=== RECORD SET ===

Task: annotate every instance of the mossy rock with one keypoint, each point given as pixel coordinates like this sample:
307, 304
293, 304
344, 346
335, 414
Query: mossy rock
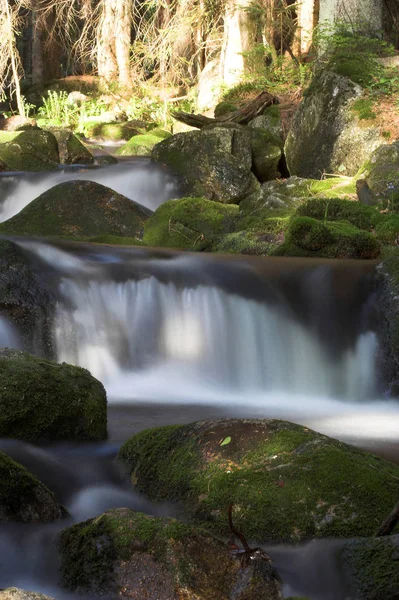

===

Please copy out every row above word for word, omitting the picture.

*CORRECT RESPONSE*
Task: annotate every instance of the mossy rock with one keypoint, each point given as pixel coordinates like this sample:
307, 304
293, 304
344, 346
335, 414
Query: mossy rock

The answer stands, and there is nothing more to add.